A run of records

## Begin

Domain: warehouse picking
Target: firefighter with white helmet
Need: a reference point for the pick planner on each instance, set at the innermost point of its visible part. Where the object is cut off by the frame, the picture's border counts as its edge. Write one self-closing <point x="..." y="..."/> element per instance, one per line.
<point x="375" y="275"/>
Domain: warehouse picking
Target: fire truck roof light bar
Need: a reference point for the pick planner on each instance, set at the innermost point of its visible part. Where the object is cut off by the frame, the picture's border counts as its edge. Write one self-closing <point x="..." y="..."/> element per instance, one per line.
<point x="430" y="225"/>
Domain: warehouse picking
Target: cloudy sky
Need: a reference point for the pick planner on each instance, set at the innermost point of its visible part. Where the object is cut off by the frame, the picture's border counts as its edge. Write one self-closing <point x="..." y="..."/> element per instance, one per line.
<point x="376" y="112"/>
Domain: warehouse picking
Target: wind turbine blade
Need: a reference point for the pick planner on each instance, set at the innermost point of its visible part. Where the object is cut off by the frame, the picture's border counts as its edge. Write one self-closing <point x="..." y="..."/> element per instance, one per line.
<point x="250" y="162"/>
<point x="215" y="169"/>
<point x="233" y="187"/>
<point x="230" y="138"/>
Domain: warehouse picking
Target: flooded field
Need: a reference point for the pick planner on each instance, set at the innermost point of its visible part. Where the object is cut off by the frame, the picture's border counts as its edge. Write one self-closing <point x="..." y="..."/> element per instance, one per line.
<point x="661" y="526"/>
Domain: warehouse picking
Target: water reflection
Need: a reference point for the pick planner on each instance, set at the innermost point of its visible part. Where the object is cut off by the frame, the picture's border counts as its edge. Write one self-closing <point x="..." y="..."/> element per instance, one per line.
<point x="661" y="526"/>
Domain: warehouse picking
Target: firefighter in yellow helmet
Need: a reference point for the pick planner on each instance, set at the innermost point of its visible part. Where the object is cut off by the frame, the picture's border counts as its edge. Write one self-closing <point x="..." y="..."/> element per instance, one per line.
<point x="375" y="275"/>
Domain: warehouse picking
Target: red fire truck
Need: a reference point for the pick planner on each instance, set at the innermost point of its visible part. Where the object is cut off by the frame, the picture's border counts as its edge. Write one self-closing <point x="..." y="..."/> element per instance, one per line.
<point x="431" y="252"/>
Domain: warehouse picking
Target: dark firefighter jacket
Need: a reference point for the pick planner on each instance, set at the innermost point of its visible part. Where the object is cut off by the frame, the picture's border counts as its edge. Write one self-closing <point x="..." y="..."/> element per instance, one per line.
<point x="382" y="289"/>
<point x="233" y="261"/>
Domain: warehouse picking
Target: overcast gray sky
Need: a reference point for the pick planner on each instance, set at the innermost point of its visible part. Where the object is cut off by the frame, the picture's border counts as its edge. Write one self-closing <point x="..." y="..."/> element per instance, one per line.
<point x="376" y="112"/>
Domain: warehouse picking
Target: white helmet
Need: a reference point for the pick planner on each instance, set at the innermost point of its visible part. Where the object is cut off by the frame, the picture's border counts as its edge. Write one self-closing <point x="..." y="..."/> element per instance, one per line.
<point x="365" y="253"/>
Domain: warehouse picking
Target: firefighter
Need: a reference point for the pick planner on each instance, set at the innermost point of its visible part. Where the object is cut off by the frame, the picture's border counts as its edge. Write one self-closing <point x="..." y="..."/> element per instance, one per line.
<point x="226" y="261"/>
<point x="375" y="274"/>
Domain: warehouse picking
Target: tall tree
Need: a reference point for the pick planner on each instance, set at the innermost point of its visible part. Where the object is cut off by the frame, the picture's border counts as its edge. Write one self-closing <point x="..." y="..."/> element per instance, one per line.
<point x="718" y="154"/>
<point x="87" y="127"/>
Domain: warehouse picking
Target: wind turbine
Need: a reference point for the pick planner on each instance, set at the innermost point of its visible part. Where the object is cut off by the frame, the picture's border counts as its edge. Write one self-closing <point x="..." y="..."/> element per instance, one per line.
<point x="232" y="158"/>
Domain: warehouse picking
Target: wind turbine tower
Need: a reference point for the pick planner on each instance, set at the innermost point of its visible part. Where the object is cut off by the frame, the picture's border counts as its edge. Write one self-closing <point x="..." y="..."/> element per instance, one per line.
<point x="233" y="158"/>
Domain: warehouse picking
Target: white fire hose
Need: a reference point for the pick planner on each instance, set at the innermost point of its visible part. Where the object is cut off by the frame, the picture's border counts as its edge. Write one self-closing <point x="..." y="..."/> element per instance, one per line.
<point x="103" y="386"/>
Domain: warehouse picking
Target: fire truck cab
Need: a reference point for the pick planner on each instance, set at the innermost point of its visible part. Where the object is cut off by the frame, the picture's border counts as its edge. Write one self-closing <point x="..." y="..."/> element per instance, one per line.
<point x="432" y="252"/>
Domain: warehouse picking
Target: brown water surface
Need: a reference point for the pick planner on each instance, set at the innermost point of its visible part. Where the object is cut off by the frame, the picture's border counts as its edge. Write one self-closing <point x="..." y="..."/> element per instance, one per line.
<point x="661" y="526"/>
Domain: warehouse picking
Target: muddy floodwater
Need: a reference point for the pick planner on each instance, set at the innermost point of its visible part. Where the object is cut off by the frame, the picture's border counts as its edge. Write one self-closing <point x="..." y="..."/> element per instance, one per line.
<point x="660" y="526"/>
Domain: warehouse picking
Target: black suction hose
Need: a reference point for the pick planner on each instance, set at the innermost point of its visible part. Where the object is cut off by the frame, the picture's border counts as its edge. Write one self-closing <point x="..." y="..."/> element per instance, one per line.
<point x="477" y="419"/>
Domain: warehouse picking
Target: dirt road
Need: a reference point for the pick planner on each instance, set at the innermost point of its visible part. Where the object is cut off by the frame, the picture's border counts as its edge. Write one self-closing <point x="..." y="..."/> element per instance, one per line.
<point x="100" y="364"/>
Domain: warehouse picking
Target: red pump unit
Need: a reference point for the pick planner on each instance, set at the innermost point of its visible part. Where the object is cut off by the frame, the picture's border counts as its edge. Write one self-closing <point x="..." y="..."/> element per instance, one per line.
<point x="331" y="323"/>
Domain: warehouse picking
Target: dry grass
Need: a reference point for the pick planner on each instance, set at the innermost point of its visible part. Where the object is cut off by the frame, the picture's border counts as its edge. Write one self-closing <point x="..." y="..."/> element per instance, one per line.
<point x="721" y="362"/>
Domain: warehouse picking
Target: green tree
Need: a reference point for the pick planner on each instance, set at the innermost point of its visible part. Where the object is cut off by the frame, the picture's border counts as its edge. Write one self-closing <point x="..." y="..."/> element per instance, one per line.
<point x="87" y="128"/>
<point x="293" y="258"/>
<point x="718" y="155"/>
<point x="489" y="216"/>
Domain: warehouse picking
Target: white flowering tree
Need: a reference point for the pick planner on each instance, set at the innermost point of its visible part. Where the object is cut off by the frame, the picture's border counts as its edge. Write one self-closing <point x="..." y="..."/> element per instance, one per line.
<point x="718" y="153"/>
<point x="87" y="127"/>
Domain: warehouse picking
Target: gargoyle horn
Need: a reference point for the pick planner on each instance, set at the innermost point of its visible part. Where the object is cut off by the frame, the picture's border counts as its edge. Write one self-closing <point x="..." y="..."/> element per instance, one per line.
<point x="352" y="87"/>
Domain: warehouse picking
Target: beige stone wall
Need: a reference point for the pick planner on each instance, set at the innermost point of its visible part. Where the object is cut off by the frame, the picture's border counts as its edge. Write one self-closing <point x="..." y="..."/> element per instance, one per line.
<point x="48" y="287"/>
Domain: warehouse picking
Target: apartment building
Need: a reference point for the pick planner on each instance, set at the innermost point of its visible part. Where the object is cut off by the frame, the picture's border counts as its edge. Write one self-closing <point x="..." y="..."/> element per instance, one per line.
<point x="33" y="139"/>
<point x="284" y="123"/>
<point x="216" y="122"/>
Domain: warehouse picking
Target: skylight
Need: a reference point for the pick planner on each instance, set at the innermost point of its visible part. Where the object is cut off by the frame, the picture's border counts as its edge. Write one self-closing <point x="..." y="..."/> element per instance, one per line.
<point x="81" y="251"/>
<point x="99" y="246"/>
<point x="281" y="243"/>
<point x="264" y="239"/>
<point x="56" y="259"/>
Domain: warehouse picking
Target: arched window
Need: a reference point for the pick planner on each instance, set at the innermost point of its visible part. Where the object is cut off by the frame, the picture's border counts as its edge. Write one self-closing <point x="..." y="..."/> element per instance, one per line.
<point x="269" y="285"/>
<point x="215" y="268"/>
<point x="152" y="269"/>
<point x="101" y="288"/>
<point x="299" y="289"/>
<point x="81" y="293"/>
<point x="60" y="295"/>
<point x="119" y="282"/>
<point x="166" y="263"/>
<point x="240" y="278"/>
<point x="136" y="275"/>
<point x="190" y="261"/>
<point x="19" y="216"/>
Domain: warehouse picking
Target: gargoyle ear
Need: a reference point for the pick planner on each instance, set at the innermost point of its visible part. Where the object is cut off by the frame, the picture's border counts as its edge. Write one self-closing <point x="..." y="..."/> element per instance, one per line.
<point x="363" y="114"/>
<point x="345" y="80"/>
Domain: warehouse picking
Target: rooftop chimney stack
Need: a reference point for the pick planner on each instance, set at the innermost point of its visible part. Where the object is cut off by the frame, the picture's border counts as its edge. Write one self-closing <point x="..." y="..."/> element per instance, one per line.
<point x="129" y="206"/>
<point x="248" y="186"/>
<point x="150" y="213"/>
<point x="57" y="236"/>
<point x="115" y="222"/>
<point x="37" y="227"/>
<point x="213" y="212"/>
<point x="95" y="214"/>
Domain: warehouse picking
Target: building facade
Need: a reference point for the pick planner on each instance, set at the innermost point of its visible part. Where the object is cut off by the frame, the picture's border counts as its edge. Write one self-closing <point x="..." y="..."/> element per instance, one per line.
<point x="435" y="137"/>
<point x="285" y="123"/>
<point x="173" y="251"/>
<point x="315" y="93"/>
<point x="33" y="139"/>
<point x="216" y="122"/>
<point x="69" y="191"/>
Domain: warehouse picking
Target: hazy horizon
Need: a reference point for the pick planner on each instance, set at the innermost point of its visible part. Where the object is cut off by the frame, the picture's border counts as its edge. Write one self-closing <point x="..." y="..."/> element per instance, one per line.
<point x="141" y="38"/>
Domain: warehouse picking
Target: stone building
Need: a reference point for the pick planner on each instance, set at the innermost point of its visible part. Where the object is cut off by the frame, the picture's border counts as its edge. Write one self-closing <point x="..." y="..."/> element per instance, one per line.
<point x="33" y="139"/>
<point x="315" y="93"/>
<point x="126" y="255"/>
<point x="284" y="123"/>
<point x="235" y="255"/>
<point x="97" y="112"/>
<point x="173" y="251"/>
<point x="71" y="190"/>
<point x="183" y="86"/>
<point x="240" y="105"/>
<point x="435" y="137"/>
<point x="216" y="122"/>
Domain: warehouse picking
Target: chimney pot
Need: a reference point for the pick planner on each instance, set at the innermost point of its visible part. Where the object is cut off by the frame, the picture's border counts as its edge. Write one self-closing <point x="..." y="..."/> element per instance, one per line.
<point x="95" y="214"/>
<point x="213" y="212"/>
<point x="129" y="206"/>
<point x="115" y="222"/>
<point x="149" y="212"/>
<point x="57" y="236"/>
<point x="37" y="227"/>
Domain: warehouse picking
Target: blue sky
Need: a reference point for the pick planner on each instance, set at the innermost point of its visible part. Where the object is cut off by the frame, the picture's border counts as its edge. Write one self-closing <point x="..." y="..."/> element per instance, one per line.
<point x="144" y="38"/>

## End

**WHAT IS BEING ASKED:** Locate every line in the items above that contains the word "firefighter", and copy each such line.

**OUTPUT BELOW:**
Target: firefighter with white helmet
Target: firefighter in yellow helmet
Target: dark firefighter jacket
Target: firefighter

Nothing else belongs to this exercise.